=== REQUIREMENTS ===
[1] In the PHP foreach question below, what value does the second printed array show at index 2?
[2] Translate this sentence from the PHP foreach question below into Spanish: "Is this a bug or some really strange behavior that is supposed to happen?"

=== TEXT SHOWN ===
——

155

I just had some very strange behavior with a simple php script I was writing. I reduced it to the minimum necessary to recreate the bug:

<?php

$arr = array("foo",
             "bar",
             "baz");

foreach ($arr as &$item) { /* do nothing by reference */ }
print_r($arr);

foreach ($arr as $item) { /* do nothing by value */ }
print_r($arr); // $arr has changed....why?

?>

This outputs:

Array
(
    [0] => foo
    [1] => bar
    [2] => baz
)
Array
(
    [0] => foo
    [1] => bar
    [2] => bar
)

Is this a bug or some really strange behavior that is supposed to happen?

——

=== MATERIAL SUPPLIED ===
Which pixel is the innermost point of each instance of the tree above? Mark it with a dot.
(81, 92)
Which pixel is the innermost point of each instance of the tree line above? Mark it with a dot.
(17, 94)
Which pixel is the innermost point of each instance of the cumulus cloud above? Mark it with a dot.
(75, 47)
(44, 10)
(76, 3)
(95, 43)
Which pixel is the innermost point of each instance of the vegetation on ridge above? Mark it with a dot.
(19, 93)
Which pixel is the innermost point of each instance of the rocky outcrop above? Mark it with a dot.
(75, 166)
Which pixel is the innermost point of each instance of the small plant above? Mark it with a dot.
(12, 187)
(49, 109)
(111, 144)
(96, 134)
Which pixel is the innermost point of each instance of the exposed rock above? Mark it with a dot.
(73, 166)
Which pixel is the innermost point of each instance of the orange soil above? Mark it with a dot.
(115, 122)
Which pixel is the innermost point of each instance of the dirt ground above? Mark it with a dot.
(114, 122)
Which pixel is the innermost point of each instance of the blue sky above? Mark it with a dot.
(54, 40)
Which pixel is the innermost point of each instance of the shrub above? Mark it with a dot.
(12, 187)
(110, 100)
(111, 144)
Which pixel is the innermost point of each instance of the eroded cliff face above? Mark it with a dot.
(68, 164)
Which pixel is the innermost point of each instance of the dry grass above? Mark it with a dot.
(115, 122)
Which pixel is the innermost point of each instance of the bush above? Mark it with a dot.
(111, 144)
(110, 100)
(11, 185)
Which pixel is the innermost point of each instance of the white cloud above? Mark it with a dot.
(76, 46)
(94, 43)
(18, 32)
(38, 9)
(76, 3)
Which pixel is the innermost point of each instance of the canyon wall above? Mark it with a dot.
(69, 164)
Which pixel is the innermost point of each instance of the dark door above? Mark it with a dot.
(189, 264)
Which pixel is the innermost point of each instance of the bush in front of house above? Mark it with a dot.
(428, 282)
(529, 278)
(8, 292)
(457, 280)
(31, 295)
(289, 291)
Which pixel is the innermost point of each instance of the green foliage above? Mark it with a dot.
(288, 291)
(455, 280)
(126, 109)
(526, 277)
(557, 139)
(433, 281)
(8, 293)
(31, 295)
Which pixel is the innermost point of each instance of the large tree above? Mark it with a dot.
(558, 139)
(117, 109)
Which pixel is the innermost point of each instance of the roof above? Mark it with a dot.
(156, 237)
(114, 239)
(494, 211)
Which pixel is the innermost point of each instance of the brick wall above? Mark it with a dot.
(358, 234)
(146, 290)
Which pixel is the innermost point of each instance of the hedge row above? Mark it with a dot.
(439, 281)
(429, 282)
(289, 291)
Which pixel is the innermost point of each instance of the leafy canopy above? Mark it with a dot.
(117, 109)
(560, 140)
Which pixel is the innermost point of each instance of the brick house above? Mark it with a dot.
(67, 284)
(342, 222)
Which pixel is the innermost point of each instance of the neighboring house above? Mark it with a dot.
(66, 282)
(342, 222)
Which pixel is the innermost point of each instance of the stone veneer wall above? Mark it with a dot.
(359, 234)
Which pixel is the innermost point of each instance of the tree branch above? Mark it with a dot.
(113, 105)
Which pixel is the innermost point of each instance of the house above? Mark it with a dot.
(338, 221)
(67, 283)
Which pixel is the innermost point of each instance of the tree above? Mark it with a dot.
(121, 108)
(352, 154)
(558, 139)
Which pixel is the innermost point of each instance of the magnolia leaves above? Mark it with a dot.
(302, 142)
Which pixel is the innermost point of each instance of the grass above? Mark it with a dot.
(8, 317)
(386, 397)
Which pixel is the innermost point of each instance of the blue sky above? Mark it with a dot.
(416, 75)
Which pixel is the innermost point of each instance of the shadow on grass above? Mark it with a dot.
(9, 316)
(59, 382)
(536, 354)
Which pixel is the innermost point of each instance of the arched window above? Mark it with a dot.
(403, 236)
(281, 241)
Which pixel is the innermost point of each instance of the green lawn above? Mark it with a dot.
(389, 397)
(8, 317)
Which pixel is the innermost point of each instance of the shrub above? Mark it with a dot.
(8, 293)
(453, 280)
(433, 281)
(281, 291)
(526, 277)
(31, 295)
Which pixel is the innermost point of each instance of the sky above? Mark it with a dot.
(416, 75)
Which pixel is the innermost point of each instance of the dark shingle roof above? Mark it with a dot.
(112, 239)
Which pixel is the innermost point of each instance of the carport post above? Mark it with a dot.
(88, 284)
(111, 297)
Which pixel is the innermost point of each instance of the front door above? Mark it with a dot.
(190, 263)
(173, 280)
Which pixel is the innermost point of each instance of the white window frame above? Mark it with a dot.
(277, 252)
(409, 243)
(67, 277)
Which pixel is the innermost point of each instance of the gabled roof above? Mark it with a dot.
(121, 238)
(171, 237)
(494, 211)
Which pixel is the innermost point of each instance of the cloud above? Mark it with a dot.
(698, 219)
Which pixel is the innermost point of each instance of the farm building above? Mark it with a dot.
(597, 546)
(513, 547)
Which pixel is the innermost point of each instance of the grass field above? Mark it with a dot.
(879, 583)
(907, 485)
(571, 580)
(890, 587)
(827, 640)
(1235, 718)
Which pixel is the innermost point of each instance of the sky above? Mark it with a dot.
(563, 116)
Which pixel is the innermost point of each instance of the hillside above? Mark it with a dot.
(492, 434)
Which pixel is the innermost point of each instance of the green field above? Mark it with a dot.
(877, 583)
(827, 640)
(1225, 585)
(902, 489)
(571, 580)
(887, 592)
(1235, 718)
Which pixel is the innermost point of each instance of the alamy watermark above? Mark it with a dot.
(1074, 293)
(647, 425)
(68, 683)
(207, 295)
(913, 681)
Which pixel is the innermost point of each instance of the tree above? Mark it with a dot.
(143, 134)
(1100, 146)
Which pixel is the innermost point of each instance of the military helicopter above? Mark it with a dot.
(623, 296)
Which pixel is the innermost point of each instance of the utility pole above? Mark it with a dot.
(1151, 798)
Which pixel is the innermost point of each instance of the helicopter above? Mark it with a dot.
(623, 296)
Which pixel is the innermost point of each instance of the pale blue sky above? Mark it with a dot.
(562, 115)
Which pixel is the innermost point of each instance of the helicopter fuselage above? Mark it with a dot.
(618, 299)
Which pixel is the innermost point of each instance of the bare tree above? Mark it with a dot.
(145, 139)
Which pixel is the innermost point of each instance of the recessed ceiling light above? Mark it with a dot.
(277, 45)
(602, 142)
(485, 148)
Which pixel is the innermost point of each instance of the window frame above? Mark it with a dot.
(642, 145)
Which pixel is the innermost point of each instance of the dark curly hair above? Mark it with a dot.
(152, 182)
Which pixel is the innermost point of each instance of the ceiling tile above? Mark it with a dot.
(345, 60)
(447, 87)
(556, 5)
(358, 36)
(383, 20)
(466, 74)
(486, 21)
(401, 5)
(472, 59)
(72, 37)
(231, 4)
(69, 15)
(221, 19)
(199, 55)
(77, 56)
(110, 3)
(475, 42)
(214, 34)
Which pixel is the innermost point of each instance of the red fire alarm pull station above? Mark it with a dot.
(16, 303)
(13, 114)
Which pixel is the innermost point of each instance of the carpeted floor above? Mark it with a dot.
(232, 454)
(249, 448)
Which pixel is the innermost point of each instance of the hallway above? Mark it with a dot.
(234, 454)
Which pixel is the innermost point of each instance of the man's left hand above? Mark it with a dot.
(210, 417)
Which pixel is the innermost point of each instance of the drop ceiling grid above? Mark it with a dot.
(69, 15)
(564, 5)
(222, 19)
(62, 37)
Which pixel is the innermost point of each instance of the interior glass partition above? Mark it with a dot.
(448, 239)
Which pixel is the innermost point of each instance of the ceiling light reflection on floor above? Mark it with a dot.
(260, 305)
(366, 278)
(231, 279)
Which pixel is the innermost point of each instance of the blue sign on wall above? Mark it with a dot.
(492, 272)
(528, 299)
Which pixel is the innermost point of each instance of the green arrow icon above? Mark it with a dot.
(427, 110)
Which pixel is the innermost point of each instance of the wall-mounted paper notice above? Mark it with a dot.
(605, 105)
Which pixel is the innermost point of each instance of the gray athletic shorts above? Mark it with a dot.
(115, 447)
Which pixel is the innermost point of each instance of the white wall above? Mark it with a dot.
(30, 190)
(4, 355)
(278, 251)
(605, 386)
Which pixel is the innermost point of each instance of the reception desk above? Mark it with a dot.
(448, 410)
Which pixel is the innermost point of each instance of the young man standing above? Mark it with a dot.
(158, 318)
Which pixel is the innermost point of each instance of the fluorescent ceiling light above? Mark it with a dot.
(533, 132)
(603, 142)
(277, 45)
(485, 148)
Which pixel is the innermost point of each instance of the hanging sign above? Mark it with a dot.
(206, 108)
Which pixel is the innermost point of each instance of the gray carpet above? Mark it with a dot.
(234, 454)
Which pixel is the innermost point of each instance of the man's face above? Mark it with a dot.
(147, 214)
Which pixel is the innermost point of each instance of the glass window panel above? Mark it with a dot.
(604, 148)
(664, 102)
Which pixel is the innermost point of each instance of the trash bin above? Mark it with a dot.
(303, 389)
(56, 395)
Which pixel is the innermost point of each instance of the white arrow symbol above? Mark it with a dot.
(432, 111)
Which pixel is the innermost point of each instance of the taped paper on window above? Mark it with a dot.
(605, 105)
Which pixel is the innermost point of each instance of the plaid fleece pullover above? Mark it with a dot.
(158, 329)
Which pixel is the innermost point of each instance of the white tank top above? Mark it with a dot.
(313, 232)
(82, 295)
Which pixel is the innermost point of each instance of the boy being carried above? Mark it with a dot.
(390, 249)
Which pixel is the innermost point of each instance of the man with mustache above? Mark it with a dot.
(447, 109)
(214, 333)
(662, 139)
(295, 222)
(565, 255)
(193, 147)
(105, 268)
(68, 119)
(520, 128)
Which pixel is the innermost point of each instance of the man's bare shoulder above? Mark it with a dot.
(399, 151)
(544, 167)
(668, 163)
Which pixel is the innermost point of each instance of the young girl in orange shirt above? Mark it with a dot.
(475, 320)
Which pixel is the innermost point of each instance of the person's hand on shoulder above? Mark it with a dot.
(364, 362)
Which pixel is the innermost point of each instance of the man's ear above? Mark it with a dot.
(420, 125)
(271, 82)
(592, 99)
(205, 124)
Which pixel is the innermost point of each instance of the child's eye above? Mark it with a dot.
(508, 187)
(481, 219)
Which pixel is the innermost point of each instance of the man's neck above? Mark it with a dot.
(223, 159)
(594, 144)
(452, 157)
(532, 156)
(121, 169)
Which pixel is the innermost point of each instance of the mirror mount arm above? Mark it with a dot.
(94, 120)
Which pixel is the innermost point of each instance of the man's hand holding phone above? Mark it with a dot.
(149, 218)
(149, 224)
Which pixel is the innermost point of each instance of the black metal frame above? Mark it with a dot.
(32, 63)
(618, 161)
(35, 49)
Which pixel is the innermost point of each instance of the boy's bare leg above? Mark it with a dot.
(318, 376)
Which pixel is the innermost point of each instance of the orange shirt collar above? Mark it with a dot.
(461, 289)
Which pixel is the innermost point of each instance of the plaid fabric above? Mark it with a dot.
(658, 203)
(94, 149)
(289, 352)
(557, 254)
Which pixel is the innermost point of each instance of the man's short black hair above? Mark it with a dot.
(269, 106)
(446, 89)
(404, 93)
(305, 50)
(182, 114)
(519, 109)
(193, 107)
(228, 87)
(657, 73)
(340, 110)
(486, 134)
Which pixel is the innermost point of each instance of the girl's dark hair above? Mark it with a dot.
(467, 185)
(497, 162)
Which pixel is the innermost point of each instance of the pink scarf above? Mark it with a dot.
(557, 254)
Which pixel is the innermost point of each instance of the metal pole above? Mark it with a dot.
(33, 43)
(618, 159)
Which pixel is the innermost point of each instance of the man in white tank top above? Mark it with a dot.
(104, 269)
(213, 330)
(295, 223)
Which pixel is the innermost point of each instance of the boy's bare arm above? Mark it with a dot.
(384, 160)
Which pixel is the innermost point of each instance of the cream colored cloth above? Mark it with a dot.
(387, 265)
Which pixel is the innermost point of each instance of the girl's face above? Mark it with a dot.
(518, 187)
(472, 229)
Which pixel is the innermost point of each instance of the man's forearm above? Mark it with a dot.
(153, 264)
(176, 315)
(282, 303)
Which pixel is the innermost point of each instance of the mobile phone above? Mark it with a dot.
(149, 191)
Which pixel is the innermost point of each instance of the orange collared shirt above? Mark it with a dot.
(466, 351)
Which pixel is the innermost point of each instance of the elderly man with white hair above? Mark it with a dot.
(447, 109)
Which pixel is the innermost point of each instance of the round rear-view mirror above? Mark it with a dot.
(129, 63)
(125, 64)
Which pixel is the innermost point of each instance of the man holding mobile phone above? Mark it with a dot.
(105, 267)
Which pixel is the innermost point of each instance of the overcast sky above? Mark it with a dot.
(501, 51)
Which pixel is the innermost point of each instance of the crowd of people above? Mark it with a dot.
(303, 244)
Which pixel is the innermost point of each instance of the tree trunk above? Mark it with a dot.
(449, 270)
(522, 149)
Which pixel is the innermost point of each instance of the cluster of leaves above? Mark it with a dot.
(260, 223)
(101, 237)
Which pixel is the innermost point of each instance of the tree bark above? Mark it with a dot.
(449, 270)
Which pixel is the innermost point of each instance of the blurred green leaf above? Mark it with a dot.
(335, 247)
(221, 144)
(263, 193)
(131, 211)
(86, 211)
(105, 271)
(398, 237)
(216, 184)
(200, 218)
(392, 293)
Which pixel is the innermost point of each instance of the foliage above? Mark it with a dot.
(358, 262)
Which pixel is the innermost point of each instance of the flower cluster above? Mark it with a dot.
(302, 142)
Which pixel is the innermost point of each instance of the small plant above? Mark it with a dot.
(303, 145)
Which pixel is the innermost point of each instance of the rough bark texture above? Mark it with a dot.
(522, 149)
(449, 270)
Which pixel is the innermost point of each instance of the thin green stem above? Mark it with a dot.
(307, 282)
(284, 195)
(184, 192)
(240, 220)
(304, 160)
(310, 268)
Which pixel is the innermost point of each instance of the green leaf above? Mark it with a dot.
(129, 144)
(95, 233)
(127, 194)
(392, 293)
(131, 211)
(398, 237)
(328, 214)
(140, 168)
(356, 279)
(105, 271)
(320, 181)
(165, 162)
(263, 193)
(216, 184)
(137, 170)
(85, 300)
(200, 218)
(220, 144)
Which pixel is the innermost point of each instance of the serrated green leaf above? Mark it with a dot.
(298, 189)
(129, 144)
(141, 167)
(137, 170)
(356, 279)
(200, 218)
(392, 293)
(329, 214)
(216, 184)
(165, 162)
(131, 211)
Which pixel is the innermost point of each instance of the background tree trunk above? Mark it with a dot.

——

=== SOLUTIONS TO THE EXERCISE ===
[1] bar

[2] ¿Es esto un error o un comportamiento realmente extraño que se supone que debe ocurrir?